Dataset records
--------------------
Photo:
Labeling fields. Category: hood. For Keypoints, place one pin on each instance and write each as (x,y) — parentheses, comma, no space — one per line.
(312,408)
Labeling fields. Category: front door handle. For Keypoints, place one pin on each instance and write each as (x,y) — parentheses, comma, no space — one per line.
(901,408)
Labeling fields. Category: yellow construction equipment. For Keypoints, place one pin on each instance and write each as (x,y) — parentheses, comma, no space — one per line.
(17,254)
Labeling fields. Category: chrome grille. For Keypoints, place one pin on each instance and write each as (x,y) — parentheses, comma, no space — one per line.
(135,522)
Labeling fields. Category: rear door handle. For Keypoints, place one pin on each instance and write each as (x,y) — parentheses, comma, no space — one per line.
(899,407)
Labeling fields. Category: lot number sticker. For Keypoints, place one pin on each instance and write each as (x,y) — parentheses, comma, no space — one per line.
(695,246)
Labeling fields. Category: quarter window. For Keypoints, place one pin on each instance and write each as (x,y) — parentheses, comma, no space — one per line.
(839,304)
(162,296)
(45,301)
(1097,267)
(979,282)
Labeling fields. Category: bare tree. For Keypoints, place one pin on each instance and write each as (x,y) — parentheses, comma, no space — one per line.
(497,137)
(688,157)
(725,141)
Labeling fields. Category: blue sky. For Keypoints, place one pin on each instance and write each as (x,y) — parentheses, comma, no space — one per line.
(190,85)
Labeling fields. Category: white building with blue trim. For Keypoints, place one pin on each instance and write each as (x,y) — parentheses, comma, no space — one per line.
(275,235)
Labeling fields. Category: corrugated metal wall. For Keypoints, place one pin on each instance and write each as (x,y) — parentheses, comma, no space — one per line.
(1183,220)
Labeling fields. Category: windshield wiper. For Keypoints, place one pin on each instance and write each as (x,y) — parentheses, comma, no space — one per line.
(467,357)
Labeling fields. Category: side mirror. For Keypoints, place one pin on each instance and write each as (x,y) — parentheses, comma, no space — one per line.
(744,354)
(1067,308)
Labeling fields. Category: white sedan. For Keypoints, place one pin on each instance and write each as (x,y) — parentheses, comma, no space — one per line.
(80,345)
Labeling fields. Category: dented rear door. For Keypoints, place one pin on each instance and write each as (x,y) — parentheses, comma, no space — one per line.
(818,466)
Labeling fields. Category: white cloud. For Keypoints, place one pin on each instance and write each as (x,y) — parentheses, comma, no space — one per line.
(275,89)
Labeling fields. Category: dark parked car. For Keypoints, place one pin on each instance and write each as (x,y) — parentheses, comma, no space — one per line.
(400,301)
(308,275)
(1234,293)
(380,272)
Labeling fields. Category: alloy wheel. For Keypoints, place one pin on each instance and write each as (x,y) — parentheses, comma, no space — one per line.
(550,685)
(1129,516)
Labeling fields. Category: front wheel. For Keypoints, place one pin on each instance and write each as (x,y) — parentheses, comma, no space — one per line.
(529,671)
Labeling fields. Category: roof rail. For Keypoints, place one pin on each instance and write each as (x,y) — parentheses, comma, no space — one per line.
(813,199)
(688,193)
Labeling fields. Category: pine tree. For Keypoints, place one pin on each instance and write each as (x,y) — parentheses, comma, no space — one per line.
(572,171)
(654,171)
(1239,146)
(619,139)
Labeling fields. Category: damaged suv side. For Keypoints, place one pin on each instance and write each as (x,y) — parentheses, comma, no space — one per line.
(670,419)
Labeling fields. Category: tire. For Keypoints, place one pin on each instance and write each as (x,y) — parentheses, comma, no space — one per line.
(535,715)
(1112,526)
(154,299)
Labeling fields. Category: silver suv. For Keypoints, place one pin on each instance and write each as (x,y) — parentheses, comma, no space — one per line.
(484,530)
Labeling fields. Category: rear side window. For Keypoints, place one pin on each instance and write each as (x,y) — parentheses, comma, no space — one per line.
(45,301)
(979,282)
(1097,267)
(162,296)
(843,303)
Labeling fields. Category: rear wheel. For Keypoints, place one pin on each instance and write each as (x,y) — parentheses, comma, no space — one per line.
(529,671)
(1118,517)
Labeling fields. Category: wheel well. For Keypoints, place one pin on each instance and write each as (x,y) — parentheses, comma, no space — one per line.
--------------------
GIVEN REQUEST >> Across all the items, change "place one pin" to "put one pin" and write the lines out again with nothing else altered.

ANSWER TO THE EXERCISE >>
Photo:
Labeling fields. Category: hood. For Keypoints, put one pin on each instance and write each as (x,y) — parentheses, comma, no space — one per line.
(312,408)
Labeling fields. Category: front door handle. For Keypoints, put one pin on each instance and write each as (x,y) — parentheses, comma, no space — one per line.
(901,408)
Labeling fields. Category: yellow construction equipment. For Keypoints, put one pin on each instance and write each as (x,y) — parentheses, comma, no space — one per line.
(17,254)
Labeling fields. Category: chrome grille. For Keypoints, put one pin on each instance and write each as (x,y) — parentheses, comma, no space — one per line.
(135,522)
Labeling fields. Category: rear door handle. For Keypoints, put one pin on each instance and write each as (x,y) — parentheses, comma, no space — one per line.
(899,407)
Labeling fields. Category: lot number sticker. For Keypoints, put one pin on each instance and write each as (x,y) — parentheses, comma, no space — one per line.
(695,246)
Labeling fields. Category: quarter window. For Keypoints, put one pin on each instance and write each as (x,y) — parentheses, comma, no space — one per line.
(839,304)
(162,296)
(45,301)
(1097,267)
(979,282)
Labeling fields. Category: bare tree. For Keypoints, put one pin on each instance and write each as (x,y) — parentheses, comma, no space — one per line.
(497,137)
(688,157)
(725,141)
Labeling fields. Category: blue sky. For Keypoints, put one pin on each instance and write each as (x,y) — parentheses, comma, no space — one per line.
(190,85)
Labeling fields. Category: white building with blue trim. For Keypoints, put one pin on each instance and write each as (x,y) — parentheses, comma, no space — one per line.
(275,235)
Labeling fields. Category: corrugated metal wall. For Keypoints, put one pin on each instance and write each as (x,y) — parentheses, comma, no space — one per line.
(1183,220)
Labeling fields. Category: windshield wiper. For Keypoints, put one pin on each instance and write each as (x,y) — parentheses, comma, no space — one per line.
(467,357)
Labeling fields. Category: side mirror. For Keypoints, put one pin on each instance and write each as (x,y) — parentheses, comma, no space — one per line.
(744,354)
(1067,308)
Labeling fields. Category: white sedan. For Keypoints, put one pin on each instance and write each as (x,y) — parentheses, comma, no space — one per line.
(80,345)
Labeling fields. Category: dented rear door. For Keypoints, put one pin on each instance and write each as (x,y) — parentheses, comma, no space — one per line.
(818,466)
Labeling fields. Category: white cloud. For Keypoints, put one pin on each instance and write each as (x,y) — parentheses, comma, no space — one per line.
(275,89)
Labeling fields. Category: dark parked car. For Keypoints, put one pin on each instance and write each as (x,y) — parentheses, comma, no space — one per line.
(400,301)
(308,275)
(1234,293)
(380,272)
Labeling fields. Category: alloy wheel. For Keypoints, put one pin on each instance and write each as (x,y) — parentheses, comma, no space — one per line.
(550,685)
(1129,516)
Labeling fields. Category: front wheel. For Keypoints, put one pin on each instance and write each as (x,y) — parentheses, comma, no space — one per line.
(529,671)
Labeling fields. Category: roof rail. For Keypoints, put one pin on each instance and write each as (x,y) — parentheses, comma, no space — one per line.
(813,199)
(688,193)
Labeling fields. Category: pine tree. For Keypoints, put one pin on each instance and write each as (x,y) — parentheses, comma, no space — one per line.
(572,171)
(654,171)
(1239,146)
(619,139)
Labeling fields. Category: damaged suv side. For Keypoints, put one pin on each instance and write each as (x,y) — parentheses, comma, no space — one per line.
(670,419)
Labeling fields. Category: tire. For Keypoints, put one pin on each instance and write each as (x,y) — parentheses, comma, no space — one per line.
(535,715)
(1112,526)
(154,299)
Labeling fields. Category: silver suv. For Keypoints, put one pin on each instance and write each as (x,y) — parentheses, comma, no space — one per line.
(484,530)
Labeling fields. Category: rear side window. For Keypoints, put one pin on each instance and write each as (x,y) — parentheses, comma, no space — one per line.
(45,301)
(979,282)
(1097,267)
(162,296)
(843,303)
Labeling fields. Category: rear wheel. For Keypoints, put one pin on each instance and write each as (x,y) — parentheses, comma, no space — one per line.
(529,671)
(1118,517)
Labeling fields. Category: wheel well. For Keypoints, put one pin on each instance and write each as (x,y) — parentheses, comma, no space — one per line.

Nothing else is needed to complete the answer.